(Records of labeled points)

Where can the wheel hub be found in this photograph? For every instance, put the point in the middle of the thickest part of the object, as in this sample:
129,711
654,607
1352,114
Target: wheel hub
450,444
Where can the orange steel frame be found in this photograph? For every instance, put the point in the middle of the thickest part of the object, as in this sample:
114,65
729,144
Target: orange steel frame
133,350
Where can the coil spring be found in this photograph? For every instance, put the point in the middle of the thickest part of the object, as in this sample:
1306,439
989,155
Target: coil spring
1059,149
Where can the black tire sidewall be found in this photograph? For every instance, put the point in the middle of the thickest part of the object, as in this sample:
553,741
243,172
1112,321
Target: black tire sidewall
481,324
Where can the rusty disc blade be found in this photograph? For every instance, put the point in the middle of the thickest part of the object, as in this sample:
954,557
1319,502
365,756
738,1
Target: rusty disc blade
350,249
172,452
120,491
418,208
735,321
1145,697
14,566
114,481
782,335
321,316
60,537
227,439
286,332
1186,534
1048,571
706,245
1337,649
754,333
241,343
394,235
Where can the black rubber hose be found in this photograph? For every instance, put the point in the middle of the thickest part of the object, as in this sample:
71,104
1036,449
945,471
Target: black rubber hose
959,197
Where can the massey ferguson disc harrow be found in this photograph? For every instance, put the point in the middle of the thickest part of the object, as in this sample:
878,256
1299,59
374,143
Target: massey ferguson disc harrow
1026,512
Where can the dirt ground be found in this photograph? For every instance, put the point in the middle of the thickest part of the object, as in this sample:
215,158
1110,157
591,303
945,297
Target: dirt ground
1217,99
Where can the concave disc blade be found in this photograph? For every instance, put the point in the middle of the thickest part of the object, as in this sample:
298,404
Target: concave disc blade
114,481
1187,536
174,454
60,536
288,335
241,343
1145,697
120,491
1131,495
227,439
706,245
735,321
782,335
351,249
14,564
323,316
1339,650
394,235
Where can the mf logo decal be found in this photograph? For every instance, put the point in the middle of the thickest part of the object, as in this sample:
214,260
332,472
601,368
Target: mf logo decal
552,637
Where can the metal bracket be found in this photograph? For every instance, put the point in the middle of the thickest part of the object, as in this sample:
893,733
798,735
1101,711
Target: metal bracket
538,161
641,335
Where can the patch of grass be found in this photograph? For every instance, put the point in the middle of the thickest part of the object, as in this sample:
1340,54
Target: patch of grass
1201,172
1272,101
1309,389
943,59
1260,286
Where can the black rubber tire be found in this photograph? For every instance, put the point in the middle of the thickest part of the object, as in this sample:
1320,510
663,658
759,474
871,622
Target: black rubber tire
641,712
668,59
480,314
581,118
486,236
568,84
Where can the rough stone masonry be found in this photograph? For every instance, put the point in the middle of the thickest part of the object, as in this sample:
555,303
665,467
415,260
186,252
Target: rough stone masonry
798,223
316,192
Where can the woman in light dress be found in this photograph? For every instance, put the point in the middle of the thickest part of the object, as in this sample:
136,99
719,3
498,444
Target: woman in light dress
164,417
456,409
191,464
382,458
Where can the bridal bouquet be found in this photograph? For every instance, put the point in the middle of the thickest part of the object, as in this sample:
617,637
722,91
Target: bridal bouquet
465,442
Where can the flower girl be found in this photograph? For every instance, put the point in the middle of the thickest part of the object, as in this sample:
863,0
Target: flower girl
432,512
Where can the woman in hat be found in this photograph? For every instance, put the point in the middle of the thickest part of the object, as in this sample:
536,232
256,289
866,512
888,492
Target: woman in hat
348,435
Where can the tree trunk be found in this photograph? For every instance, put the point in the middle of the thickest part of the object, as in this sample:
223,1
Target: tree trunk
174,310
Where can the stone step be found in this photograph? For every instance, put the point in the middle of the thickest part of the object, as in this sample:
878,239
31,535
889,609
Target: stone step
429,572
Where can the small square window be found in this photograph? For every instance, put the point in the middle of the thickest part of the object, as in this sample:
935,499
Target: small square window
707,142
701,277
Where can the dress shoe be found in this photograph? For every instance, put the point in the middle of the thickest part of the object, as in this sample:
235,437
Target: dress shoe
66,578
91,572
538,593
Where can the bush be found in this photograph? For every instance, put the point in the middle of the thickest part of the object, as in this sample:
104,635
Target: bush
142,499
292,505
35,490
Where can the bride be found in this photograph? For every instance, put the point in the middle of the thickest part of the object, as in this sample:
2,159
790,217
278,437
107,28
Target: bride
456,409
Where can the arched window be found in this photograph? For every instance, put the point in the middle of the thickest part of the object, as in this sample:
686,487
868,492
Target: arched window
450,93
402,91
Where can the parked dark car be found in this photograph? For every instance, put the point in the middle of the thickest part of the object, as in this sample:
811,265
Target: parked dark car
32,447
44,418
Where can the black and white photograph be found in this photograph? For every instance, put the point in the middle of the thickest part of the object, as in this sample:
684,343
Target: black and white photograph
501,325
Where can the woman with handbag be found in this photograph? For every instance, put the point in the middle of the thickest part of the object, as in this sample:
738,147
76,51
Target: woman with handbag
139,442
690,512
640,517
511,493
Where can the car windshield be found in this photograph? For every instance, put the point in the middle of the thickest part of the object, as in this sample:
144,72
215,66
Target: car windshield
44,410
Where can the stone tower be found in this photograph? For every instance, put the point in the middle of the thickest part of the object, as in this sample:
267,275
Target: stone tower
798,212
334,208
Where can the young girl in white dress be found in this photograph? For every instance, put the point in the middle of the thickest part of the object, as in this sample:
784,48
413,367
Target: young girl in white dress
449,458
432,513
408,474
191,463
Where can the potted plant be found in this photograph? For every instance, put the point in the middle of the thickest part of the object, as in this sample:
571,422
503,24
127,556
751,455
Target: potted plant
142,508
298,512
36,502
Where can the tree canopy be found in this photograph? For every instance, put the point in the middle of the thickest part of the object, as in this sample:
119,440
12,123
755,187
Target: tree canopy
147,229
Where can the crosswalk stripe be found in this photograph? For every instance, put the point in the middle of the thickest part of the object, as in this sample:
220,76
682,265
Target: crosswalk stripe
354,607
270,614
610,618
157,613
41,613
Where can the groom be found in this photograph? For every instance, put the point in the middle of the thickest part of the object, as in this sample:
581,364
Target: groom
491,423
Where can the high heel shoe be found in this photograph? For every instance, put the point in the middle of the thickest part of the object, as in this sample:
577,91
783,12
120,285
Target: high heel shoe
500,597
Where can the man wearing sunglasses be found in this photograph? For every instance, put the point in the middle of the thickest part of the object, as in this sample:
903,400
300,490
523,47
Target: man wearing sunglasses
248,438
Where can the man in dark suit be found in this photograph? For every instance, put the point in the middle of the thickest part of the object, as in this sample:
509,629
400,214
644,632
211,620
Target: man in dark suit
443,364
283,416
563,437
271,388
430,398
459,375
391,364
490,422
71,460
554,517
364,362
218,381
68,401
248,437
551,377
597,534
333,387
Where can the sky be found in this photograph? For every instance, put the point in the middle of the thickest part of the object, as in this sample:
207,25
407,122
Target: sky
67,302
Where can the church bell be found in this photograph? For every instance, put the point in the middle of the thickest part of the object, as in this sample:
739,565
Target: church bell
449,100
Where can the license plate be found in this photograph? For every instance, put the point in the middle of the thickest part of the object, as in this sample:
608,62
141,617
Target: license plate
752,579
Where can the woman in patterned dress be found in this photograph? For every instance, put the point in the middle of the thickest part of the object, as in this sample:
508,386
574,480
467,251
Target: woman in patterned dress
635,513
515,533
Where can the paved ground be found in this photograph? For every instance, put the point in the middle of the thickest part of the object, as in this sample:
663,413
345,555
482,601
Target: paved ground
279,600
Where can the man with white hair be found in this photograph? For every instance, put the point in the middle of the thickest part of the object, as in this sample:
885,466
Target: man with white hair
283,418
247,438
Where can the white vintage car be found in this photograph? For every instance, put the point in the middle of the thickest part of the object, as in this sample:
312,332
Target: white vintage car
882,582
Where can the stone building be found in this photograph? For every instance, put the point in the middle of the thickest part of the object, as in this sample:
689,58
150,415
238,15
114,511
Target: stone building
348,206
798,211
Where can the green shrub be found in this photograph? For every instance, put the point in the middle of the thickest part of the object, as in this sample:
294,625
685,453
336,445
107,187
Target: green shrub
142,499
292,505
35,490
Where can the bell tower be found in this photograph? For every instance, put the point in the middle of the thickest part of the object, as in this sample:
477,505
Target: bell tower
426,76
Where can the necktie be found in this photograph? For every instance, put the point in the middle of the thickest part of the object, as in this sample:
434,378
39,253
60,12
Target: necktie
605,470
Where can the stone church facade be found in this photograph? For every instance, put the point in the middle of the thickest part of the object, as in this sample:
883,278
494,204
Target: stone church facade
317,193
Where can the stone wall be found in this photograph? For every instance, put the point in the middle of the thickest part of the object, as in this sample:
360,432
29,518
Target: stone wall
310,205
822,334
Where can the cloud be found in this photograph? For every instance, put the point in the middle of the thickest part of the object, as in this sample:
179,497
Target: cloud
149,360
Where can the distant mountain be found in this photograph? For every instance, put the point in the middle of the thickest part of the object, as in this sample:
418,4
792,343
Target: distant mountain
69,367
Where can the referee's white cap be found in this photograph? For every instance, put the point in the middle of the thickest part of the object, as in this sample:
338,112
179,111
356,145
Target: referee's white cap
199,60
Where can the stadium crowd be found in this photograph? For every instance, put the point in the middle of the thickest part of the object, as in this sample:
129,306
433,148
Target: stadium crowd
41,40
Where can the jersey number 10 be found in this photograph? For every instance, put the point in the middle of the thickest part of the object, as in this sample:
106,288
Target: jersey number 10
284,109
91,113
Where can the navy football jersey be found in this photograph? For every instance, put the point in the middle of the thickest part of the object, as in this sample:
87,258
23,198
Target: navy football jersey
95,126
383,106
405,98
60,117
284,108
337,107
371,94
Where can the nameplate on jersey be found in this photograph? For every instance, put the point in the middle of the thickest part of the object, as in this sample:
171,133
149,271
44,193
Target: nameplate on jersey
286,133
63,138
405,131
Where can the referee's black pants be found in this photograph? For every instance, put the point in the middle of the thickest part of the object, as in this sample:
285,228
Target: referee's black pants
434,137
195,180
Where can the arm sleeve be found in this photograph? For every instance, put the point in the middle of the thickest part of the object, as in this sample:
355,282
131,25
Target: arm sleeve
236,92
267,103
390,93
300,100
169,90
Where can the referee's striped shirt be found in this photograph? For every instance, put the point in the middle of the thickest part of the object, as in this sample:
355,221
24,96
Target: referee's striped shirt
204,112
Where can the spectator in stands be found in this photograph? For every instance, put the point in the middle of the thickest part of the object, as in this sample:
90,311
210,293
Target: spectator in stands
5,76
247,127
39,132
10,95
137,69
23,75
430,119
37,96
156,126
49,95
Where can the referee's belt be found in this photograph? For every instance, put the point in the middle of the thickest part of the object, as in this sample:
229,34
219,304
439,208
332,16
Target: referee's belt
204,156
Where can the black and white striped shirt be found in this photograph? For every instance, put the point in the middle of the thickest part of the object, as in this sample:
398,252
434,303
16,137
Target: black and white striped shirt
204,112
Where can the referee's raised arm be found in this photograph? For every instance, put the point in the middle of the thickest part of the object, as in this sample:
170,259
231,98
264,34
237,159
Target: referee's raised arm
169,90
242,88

### Your task
Reproduce exactly, with nothing added, the lines from the one that contains "Where can the spectator" to the end of the data.

### Result
Where can the spectator in stands be found in this photograph? For every instance, put the point in the middle of the thickest part of the object, as in this sample:
90,311
210,293
Target: spectator in stands
5,76
247,127
39,132
10,95
137,69
23,75
430,119
37,96
156,126
49,95
Where can the referee's belt be found in this photograph? For every instance, put the point in the middle of the thickest part of the object, as in this sample:
229,34
219,304
439,208
332,16
Target: referee's belt
204,156
Where can the black and white striped shirt be found in this photograph? For every instance, put the point in the middle of the thickest part of the object, as in this sample:
398,252
434,303
16,137
Target: black and white striped shirt
204,112
Where can the referee's raised arm be found in this photograph? For every instance, put the point in the middle of the thickest part of the object, as in this sample:
170,259
231,98
264,34
237,159
Target: referee's raised arm
169,90
242,88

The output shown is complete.